++++ DATASET EXCERPTS

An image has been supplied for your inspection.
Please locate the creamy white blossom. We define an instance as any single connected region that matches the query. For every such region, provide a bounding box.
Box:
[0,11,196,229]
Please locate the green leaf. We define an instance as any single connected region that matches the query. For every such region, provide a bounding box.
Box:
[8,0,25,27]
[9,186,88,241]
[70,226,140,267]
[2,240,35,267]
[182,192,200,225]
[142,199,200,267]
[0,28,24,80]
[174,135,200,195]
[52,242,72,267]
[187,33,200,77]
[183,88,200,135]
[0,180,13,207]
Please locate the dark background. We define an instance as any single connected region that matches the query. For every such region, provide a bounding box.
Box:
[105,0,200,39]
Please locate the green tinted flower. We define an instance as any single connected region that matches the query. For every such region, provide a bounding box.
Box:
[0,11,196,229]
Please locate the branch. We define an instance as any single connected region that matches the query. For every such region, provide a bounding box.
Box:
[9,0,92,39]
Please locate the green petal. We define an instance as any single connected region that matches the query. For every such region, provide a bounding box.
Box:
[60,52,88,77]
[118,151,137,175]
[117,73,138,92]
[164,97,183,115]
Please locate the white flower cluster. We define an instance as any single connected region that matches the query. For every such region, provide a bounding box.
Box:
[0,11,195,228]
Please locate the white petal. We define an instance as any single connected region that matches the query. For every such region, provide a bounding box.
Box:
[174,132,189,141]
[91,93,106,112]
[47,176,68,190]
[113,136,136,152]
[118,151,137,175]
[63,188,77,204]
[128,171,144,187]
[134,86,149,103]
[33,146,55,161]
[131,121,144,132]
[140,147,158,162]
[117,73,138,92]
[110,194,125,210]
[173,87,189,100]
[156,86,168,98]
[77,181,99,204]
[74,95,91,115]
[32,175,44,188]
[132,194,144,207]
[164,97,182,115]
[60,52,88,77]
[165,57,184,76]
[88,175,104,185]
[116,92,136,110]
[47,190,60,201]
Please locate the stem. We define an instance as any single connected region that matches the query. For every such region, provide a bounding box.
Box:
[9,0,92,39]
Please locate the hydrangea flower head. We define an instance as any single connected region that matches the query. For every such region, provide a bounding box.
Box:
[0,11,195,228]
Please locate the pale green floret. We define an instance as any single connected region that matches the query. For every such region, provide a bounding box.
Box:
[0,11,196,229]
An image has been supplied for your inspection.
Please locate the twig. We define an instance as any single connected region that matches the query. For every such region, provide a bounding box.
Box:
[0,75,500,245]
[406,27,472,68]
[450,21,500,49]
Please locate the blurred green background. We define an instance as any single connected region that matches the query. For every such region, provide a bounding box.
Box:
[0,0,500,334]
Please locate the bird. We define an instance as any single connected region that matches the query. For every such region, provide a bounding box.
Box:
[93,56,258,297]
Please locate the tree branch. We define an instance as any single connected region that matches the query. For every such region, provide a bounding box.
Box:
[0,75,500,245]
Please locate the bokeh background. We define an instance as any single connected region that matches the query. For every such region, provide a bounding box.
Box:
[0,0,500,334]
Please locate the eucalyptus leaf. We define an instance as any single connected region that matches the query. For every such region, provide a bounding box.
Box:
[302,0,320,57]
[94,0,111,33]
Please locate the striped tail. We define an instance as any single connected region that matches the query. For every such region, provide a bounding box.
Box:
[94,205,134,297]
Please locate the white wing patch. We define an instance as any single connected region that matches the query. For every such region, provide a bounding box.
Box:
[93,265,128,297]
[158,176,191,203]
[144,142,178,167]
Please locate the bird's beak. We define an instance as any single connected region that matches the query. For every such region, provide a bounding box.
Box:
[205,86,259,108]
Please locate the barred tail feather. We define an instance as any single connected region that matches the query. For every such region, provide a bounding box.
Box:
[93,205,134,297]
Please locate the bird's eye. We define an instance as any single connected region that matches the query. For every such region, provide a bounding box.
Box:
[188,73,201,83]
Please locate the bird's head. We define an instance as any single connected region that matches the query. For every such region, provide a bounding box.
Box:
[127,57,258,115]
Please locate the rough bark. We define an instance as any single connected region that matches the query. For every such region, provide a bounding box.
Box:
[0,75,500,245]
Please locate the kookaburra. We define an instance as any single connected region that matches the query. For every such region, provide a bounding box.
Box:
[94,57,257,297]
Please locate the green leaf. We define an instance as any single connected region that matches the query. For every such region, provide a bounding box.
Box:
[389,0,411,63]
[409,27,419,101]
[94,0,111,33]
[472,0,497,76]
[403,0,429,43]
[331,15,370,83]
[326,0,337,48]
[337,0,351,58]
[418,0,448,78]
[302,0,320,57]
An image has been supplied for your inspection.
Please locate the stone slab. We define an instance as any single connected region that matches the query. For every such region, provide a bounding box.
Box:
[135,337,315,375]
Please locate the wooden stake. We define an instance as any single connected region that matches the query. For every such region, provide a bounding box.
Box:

++++++++

[WHAT IS REQUIRED] Rescale the material between the lines holding "Please locate the bokeh" and "[94,57,257,297]", inclusive. Give every one of those lines again, requests included, with each bounding-box coordinate in the answers multiplied by 1.7 and rounded to a whole number, halves up.

[EXERCISE SOLUTION]
Please locate the bokeh background. We define an instance as any single connected region that matches the query. For every such region, provide a bounding box.
Box:
[0,0,850,568]
Please locate the eucalyptus leaf. We define an instance as any single connected region that matches the query. For every such region, provide a bounding box.
Box:
[513,0,544,97]
[160,0,189,56]
Please locate the striped tail. We define an instance as any single connected region that matches the query. For every such region, provide a bounding box.
Box:
[160,349,228,505]
Please locate the white wing patch. We define an instance as any single connected region that matches the query. For every such region, provide a bounding box.
Box:
[158,451,218,505]
[269,299,325,345]
[245,241,303,284]
Please locate the bird's beak. We define an instance as any single connected region that matches the query. For every such region, provide a bounding box.
Box:
[349,146,440,184]
Please locate the barred tail feather. We define an instance as any single connected region that matches the query. For every such region, provide a bounding box.
Box:
[158,349,228,505]
Please locate the bird's eye. We define an instance as any single connected region that matches the query. For every such region, provide a bounding box.
Box:
[320,124,342,141]
Please locate the bird's head. We define an instance as any single connected region that matches the query. For every such region, provide a bounding box.
Box:
[216,97,439,196]
Please locate the rough bark. We define an instance as any single connected region that matches the query. For every such region, provide a bounding box.
Box:
[0,128,850,417]
Please locate the kookaburra. We define an instance as any single connected region that matches the query. For every such region, provide a bounding box.
Box:
[160,97,437,505]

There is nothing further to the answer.